Stored data entries:
--
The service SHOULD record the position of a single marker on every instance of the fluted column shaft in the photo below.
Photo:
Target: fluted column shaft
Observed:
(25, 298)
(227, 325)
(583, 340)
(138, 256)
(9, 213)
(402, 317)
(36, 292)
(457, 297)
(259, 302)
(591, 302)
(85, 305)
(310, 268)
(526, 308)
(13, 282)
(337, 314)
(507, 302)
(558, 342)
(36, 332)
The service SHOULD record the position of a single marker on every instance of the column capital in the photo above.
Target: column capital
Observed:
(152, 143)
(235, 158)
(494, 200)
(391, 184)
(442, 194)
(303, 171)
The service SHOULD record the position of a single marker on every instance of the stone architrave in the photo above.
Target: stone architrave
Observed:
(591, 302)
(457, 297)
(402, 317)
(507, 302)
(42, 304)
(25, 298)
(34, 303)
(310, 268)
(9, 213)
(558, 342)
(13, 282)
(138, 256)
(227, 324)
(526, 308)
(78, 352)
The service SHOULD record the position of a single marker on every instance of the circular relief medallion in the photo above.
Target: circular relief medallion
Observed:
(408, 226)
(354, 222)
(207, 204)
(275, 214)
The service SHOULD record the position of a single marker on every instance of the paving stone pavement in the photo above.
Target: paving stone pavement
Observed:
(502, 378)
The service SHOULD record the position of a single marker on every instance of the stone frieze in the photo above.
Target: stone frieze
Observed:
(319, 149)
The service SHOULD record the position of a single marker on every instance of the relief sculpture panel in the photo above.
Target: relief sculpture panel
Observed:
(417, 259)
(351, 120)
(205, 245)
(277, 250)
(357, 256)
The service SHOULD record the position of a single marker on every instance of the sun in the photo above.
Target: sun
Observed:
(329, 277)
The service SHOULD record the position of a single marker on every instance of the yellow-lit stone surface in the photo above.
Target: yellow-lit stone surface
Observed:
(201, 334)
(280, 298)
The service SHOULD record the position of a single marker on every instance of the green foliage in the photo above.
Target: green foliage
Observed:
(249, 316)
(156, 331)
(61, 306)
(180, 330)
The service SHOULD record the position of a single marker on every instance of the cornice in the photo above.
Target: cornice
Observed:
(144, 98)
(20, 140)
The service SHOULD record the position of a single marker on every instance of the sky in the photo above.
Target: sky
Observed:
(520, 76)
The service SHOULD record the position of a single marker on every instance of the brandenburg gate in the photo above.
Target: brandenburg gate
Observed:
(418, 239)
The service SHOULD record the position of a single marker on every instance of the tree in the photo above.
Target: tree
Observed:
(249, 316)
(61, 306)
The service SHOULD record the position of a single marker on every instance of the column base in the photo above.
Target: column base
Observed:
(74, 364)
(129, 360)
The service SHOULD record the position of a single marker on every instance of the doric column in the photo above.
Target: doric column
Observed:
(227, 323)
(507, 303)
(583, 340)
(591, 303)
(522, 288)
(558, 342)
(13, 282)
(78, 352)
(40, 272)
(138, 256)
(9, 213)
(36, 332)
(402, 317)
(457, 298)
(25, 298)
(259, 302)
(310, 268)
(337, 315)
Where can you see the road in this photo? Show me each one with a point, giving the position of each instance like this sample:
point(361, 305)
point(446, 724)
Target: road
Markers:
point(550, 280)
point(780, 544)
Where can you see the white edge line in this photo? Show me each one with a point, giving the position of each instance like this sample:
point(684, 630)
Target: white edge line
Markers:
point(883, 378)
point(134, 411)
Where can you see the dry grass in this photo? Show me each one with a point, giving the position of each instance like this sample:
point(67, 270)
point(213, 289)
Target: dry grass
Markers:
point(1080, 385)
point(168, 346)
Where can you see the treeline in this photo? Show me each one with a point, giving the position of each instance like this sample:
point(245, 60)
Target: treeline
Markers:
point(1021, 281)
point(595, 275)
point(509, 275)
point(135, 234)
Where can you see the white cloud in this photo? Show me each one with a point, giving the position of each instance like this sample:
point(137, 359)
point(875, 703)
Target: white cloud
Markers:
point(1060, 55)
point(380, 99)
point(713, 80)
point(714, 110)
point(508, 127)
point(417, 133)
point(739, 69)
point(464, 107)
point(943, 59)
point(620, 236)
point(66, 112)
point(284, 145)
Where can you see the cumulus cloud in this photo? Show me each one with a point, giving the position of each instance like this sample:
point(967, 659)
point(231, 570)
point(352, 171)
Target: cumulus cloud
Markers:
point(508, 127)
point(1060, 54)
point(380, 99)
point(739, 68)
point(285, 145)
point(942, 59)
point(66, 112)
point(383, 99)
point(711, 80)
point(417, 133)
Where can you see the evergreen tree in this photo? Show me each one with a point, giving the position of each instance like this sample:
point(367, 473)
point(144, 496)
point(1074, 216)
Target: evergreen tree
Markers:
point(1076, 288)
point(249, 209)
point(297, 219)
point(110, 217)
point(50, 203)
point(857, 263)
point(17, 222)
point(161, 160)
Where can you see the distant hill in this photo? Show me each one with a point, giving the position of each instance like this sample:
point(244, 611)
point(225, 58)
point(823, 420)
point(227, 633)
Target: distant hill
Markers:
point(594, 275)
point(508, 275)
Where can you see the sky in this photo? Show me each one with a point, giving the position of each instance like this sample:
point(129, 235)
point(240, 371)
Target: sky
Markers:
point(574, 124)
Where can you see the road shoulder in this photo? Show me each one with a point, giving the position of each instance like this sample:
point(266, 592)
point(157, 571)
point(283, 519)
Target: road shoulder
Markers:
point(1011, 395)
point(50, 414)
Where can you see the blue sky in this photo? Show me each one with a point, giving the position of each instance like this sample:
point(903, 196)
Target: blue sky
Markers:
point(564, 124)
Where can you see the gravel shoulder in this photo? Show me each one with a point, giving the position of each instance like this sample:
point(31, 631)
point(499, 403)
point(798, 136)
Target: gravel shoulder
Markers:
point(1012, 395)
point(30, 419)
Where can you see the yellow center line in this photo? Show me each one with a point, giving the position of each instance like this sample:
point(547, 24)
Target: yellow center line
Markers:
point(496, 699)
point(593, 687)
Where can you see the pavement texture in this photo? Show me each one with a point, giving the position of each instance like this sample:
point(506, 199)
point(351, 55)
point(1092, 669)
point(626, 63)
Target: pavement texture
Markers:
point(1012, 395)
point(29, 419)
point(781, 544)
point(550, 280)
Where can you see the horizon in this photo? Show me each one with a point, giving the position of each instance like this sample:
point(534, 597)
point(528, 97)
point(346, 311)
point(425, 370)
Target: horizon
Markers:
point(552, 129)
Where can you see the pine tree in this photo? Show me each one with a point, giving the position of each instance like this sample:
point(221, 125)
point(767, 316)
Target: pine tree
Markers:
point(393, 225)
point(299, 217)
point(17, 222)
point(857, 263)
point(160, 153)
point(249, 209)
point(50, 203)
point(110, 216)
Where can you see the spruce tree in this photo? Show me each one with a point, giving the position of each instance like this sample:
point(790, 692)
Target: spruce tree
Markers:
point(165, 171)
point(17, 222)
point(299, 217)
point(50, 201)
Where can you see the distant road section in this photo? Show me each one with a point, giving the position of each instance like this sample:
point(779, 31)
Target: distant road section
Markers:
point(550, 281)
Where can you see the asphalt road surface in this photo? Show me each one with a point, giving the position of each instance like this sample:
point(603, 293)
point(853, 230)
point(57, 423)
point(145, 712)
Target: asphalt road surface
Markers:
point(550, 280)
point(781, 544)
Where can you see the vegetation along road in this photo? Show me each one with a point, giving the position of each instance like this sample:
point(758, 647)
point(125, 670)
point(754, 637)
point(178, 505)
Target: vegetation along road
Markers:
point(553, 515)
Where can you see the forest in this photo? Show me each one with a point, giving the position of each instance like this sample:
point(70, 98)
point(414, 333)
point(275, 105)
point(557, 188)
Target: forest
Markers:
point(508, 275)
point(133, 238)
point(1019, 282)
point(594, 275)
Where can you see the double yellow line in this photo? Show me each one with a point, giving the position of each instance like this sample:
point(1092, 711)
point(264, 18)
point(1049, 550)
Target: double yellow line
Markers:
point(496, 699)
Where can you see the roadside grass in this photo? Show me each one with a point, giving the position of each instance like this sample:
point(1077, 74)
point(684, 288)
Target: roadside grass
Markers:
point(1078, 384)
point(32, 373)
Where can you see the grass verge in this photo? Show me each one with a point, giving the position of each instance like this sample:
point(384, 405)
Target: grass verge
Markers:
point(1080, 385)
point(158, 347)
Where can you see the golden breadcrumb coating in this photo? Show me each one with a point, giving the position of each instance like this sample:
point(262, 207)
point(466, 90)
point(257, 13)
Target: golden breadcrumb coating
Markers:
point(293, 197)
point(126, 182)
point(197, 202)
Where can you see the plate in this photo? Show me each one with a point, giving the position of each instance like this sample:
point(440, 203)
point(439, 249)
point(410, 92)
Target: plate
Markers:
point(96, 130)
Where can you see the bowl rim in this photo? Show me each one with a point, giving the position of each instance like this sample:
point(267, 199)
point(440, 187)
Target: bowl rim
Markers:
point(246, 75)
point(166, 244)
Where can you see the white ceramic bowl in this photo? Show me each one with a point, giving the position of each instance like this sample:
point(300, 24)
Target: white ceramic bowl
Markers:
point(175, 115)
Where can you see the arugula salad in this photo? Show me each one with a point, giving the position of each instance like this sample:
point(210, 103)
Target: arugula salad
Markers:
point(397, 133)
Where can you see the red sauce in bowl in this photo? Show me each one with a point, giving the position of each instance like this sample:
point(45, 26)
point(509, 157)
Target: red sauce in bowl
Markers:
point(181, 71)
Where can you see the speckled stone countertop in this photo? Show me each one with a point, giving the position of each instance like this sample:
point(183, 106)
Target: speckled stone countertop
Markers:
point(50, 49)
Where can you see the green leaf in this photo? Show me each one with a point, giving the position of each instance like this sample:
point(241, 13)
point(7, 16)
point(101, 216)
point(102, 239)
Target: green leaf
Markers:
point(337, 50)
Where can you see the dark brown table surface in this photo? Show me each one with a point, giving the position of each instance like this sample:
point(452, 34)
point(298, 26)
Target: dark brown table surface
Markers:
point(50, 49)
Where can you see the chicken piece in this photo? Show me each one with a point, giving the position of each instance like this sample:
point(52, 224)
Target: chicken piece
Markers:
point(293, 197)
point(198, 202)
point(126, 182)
--
# THE TASK
Nothing but the lines from the first line of the data through the line with "Target: fluted column shaft" should be returned, exactly as they appear, both ends included.

# WORKED SOLUTION
The service SHOULD record the position of a single marker on every instance of the fluted column shaft in the photo below.
Photo:
Target: fluted column shaft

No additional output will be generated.